# Entries shown
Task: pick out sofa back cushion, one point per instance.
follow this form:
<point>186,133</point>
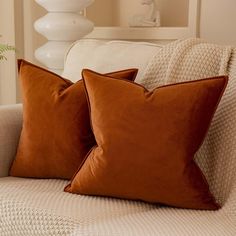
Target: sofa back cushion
<point>104,56</point>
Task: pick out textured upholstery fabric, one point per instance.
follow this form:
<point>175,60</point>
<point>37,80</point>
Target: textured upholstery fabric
<point>197,59</point>
<point>146,141</point>
<point>26,202</point>
<point>31,207</point>
<point>56,132</point>
<point>104,57</point>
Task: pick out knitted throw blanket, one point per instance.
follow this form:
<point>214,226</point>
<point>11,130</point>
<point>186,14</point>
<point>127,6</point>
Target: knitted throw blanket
<point>194,59</point>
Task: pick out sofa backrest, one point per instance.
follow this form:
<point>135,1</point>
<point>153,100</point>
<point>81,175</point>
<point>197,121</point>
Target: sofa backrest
<point>104,57</point>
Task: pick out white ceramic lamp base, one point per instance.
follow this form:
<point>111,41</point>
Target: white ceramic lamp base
<point>61,26</point>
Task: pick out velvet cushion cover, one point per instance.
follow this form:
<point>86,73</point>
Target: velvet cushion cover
<point>146,141</point>
<point>56,132</point>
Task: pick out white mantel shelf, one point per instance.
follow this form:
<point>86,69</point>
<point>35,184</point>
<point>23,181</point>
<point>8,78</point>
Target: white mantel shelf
<point>153,33</point>
<point>142,33</point>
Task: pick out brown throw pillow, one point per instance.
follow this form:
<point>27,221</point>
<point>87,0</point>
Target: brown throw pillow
<point>56,134</point>
<point>146,141</point>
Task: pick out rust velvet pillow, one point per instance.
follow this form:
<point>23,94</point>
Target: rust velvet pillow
<point>146,141</point>
<point>56,133</point>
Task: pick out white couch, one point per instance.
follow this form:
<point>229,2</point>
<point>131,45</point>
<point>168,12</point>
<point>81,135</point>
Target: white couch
<point>40,207</point>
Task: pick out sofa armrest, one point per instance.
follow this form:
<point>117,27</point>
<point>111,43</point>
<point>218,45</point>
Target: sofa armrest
<point>10,129</point>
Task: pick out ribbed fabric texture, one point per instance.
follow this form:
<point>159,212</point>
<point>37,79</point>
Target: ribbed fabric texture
<point>39,207</point>
<point>31,207</point>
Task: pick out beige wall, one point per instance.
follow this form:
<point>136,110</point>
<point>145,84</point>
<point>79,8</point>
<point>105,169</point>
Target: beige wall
<point>218,19</point>
<point>118,12</point>
<point>7,68</point>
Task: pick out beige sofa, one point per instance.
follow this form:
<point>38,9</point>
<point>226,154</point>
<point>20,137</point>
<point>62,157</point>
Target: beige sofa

# Your task
Copy all of the entries above word for word, omitting the pictures.

# Completed task
Task: pick out sofa back cushion, one point per instance.
follow this form:
<point>186,133</point>
Target: sofa back cushion
<point>104,56</point>
Task: pick out textured upholstery fabric, one point per instance.
follow this form:
<point>175,60</point>
<point>37,80</point>
Target: textured upholstery fabric
<point>197,59</point>
<point>146,141</point>
<point>26,202</point>
<point>31,207</point>
<point>56,132</point>
<point>104,57</point>
Task: pick out knitted throw blanket, one point per instance.
follow this form:
<point>214,226</point>
<point>11,130</point>
<point>186,14</point>
<point>127,6</point>
Target: knitted throw blanket
<point>194,59</point>
Task: pick out sofa backrest, one point per instance.
follow this form:
<point>135,1</point>
<point>153,100</point>
<point>81,175</point>
<point>197,121</point>
Target: sofa backrest
<point>104,57</point>
Task: pick out white ceramic lamp base, one point per instance.
follow this form:
<point>111,41</point>
Target: white ceramic lamp base
<point>61,26</point>
Task: pick out velvet cushion cover, one point per instance.
follow this form:
<point>86,73</point>
Target: velvet cushion cover
<point>146,141</point>
<point>56,132</point>
Task: pick out white mantel shelf, one point per instance.
follow this form:
<point>86,69</point>
<point>35,184</point>
<point>23,181</point>
<point>8,78</point>
Target: white mantel shelf
<point>153,33</point>
<point>142,33</point>
Task: pick out brown throw pillow, one point per instance.
follow this form:
<point>27,221</point>
<point>87,0</point>
Target: brown throw pillow
<point>56,134</point>
<point>146,141</point>
Task: pick out rust velvet pillow, one point per instance.
follow this form:
<point>23,94</point>
Target: rust velvet pillow
<point>146,141</point>
<point>56,133</point>
Task: pick out white couch, one point per instance.
follow this form:
<point>229,2</point>
<point>131,45</point>
<point>168,12</point>
<point>81,135</point>
Target: white couch
<point>40,207</point>
Task: pick out sofa armrest, one point per instance.
follow this form:
<point>117,27</point>
<point>111,43</point>
<point>218,45</point>
Target: sofa armrest
<point>10,129</point>
Task: pick out ribbed fabric texture, one point per instance.
follow this form:
<point>159,212</point>
<point>37,79</point>
Target: ribbed fabric texture
<point>39,207</point>
<point>31,207</point>
Task: pick out beige wall, one point per instance.
follow this form:
<point>136,110</point>
<point>145,84</point>
<point>79,8</point>
<point>105,169</point>
Target: beige wall
<point>218,19</point>
<point>118,12</point>
<point>7,68</point>
Task: pick out beige sofa, one point per instance.
follow this form:
<point>38,9</point>
<point>226,154</point>
<point>20,137</point>
<point>62,157</point>
Target: beige sofa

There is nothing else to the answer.